:: ESTRATTO DELLA FONTE ::
Cosa avrebbe dovuto dire
Il presidente della Bundesbank avrebbe dovuto sottolineare che la Bundesbank ogni anno, a partire dagli anni '50 (un risultato pionieristico!), calcola in tutti i settori i saldi netti fra accreditamento e indebitamento come supplemento ai conti nazionali (ad esempio qui), e da questi è possibile capire che non esiste più la tradizionale divisione dei ruoli: da una parte le famiglie che risparmiano per ragioni di prudenza, dall'altra le imprese che fanno i debiti rendendo cosi' possibile il risparmio. Avrebbe dovuto anche dire che in una grande economia relativamente chiusa come è l'Unione Monetaria, ciò significa necessariamente che sarà lo Stato o saranno gli Stati a doversi assumere il compito di fare debiti, almeno fino a quando non ci saranno strumenti politici disponibili (oppure ci sarà la volontà di utilizzarli) per costringere le aziende a tornare a fare debiti.
A tal proposito avrebbe dovuto anche dire che la casalinga sveva da diversi anni non trova piu' nel settore privato il solito partner che le dà la possibilità di risparmiare. La soluzione tedesca, avrebbe dovuto dire il membro del Consiglio direttivo della BCE, vale a dire quella di spostare il peso dell'indebitamento sugli altri paesi, non è un modello adatto per l'Europa e per il mondo intero. Inoltre, i tagli salariali in Europa aumenterebbero ulteriormente il rischio di una deflazione e il resto del mondo non potrebbe mai accettare delle eccedenze europee su scala tedesca. I "quattro paesi frugalisti" insieme alla Germania dovrebbero finalmente comprendere il contesto economico complessivo, per il cui rilevamento statistico, da ormai quasi settant'anni, la Bundesbank ha ottenuto un grande riconoscimento scientifico.
Ma non ha detto nulla di tutto ciò. La risposta di Jens Weidmann è stata più che banale:
"L'immagine della casalinga sveva spesso viene male interpretata. Il suo risparmio non è fine a se stesso, ma risparmia per poter spendere questi soldi in cose utili e anche per fare provviste per i momenti difficili. E questo è esattamente il caso. È stato ragionevole aver fatto uno sforzo per potersi permettere delle finanze solide in tempi normali. E ha altrettanto senso ora, in tempi difficili, usare lo spazio di manovra disponibile per fare un grande cambio di rotta".

:: Voci per etichettare la posizione nelle immagini ::
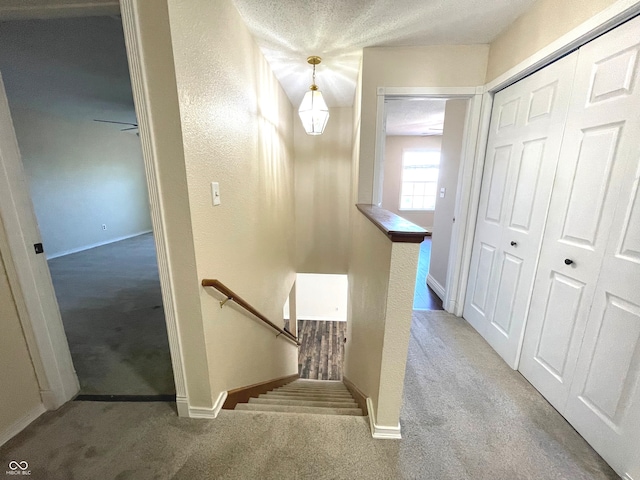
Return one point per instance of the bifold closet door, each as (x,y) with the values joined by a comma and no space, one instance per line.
(582,342)
(522,152)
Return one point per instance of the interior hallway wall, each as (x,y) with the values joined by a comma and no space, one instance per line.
(392,181)
(82,174)
(540,25)
(452,139)
(19,395)
(237,128)
(160,87)
(431,66)
(323,182)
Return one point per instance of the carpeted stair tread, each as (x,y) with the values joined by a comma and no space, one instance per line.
(297,409)
(313,392)
(304,403)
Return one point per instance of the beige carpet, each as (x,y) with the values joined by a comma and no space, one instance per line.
(466,415)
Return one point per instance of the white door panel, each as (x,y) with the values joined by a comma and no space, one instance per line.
(582,344)
(522,153)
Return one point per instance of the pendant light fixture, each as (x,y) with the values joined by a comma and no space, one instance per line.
(313,110)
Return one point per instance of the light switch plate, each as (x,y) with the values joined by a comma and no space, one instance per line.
(215,193)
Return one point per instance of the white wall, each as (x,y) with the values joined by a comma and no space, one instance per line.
(432,66)
(60,74)
(237,130)
(323,182)
(82,174)
(544,22)
(452,139)
(392,182)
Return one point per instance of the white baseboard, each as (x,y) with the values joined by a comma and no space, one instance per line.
(182,403)
(382,432)
(21,424)
(322,319)
(199,412)
(435,286)
(94,245)
(49,399)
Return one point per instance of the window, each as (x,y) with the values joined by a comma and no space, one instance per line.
(419,179)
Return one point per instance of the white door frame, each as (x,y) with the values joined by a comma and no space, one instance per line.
(453,302)
(48,345)
(40,317)
(462,239)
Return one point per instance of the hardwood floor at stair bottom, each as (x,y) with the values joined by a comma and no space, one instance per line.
(322,350)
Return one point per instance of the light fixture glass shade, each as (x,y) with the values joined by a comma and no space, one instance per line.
(313,112)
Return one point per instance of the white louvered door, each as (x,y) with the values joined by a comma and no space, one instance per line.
(522,153)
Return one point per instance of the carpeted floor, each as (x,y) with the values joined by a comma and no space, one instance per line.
(111,307)
(466,415)
(321,352)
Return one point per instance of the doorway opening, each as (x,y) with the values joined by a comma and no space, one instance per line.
(67,82)
(423,146)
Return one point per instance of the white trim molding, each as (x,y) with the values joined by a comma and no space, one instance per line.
(94,245)
(609,18)
(40,316)
(469,171)
(20,424)
(206,412)
(130,23)
(436,286)
(382,432)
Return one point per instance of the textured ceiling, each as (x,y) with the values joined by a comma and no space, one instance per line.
(415,116)
(74,67)
(288,31)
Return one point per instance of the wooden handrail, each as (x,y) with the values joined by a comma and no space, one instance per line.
(231,295)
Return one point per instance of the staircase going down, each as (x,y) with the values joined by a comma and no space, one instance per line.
(322,397)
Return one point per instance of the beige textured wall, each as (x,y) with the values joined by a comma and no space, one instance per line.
(432,66)
(82,174)
(392,181)
(544,22)
(237,128)
(322,194)
(452,139)
(157,59)
(19,394)
(370,261)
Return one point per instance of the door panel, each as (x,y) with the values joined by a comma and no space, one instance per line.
(522,153)
(591,180)
(591,341)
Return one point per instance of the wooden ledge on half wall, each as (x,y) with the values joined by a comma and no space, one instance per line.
(395,227)
(243,394)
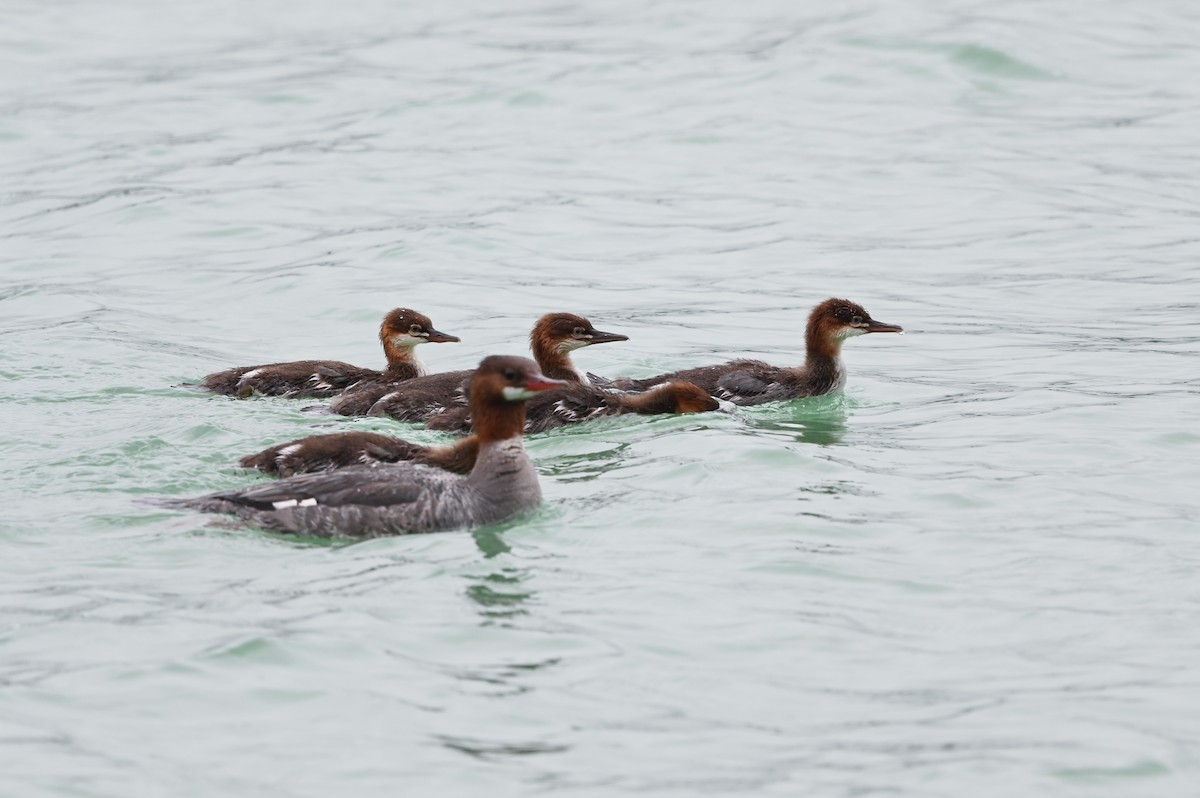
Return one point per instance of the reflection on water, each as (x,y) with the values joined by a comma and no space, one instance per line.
(820,420)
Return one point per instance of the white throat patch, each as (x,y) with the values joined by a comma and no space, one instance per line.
(514,394)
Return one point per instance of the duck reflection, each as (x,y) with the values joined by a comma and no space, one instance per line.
(821,421)
(499,594)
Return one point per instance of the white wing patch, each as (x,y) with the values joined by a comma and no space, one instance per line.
(294,503)
(319,383)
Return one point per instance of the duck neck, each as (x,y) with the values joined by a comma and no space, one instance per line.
(823,371)
(653,402)
(555,361)
(402,361)
(493,420)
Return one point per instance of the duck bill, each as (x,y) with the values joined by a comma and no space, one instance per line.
(600,336)
(435,336)
(543,383)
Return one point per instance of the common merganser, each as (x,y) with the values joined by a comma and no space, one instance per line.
(569,405)
(575,403)
(403,498)
(337,450)
(754,382)
(553,337)
(401,331)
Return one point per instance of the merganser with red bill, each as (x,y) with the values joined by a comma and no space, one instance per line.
(553,337)
(754,382)
(400,334)
(405,498)
(337,450)
(571,403)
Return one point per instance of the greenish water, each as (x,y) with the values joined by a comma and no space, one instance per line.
(971,575)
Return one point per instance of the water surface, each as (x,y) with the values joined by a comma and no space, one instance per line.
(972,574)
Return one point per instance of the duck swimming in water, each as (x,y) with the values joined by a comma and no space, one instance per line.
(571,403)
(405,498)
(553,337)
(401,333)
(754,382)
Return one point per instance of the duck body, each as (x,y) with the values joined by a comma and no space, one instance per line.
(754,382)
(388,499)
(406,498)
(298,379)
(400,334)
(411,400)
(553,337)
(577,403)
(345,449)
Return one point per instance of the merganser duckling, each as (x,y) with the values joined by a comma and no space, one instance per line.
(553,337)
(337,450)
(575,403)
(571,403)
(401,331)
(754,382)
(403,498)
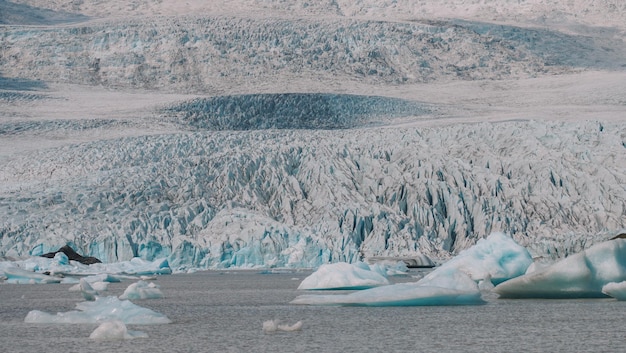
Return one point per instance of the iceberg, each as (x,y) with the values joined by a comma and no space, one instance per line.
(582,275)
(456,288)
(100,310)
(61,270)
(342,275)
(496,258)
(271,326)
(142,290)
(115,330)
(615,290)
(20,276)
(460,281)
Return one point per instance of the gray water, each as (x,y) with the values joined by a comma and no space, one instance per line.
(225,311)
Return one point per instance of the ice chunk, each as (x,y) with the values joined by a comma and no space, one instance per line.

:: DA FARE ::
Ricopia dal testo sulla Bundesbank, senza cambiare nulla, il passo che si apre con le parole in cui compare "A tal proposito" e si chiude con "grande riconoscimento scientifico.".

:: RISPOSTA COMPLETA ::
A tal proposito avrebbe dovuto anche dire che la casalinga sveva da diversi anni non trova piu' nel settore privato il solito partner che le dà la possibilità di risparmiare. La soluzione tedesca, avrebbe dovuto dire il membro del Consiglio direttivo della BCE, vale a dire quella di spostare il peso dell'indebitamento sugli altri paesi, non è un modello adatto per l'Europa e per il mondo intero. Inoltre, i tagli salariali in Europa aumenterebbero ulteriormente il rischio di una deflazione e il resto del mondo non potrebbe mai accettare delle eccedenze europee su scala tedesca. I "quattro paesi frugalisti" insieme alla Germania dovrebbero finalmente comprendere il contesto economico complessivo, per il cui rilevamento statistico, da ormai quasi settant'anni, la Bundesbank ha ottenuto un grande riconoscimento scientifico.